- _Task details_: Every line holding the string "beanie" should be copied out of the listing.

(Material provided Opens)

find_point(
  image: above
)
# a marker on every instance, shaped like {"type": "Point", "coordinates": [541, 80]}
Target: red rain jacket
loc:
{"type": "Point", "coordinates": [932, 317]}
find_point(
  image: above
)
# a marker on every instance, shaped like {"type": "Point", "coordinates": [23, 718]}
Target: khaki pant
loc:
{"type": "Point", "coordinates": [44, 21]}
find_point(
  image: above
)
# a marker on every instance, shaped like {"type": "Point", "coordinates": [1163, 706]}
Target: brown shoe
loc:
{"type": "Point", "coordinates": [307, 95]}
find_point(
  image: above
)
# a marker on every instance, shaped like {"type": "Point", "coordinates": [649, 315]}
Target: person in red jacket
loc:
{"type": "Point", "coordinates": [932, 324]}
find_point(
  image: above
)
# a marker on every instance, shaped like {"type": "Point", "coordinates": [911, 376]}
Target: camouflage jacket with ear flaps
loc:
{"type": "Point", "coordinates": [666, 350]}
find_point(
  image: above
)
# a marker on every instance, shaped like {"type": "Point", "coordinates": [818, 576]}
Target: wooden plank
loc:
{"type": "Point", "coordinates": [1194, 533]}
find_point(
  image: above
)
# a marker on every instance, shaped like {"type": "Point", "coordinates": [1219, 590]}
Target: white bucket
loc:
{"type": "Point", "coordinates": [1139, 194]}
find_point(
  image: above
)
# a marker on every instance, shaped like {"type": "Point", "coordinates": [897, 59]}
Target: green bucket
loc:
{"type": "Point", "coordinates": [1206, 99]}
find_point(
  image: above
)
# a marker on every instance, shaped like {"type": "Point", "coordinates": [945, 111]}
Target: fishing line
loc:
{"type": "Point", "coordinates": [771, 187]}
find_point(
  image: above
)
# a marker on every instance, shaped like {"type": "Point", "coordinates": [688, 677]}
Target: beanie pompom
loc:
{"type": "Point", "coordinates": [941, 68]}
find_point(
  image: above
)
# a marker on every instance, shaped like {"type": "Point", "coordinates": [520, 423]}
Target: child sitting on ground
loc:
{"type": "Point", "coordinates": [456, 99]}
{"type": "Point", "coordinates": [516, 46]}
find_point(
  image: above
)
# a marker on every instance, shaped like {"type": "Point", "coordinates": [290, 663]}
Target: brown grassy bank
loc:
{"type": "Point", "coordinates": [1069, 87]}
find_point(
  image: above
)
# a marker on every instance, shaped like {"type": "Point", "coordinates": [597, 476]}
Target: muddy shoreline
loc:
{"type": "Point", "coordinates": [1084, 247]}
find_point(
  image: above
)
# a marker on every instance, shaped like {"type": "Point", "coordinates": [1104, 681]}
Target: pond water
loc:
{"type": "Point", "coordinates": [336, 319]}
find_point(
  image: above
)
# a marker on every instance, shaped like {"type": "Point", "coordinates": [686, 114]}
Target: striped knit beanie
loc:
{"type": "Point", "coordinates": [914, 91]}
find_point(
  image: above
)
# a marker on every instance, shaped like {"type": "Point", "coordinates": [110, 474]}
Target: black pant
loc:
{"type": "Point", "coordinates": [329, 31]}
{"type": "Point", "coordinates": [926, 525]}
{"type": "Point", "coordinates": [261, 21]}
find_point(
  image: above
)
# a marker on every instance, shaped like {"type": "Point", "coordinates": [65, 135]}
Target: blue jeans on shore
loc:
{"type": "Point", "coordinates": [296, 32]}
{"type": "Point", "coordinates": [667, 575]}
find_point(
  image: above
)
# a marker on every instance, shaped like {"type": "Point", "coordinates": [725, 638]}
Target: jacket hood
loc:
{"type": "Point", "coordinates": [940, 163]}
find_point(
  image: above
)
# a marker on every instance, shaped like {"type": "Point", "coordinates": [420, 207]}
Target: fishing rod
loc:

(Material provided Closes)

- _Answer below_:
Target: beanie pompom
Target: striped knit beanie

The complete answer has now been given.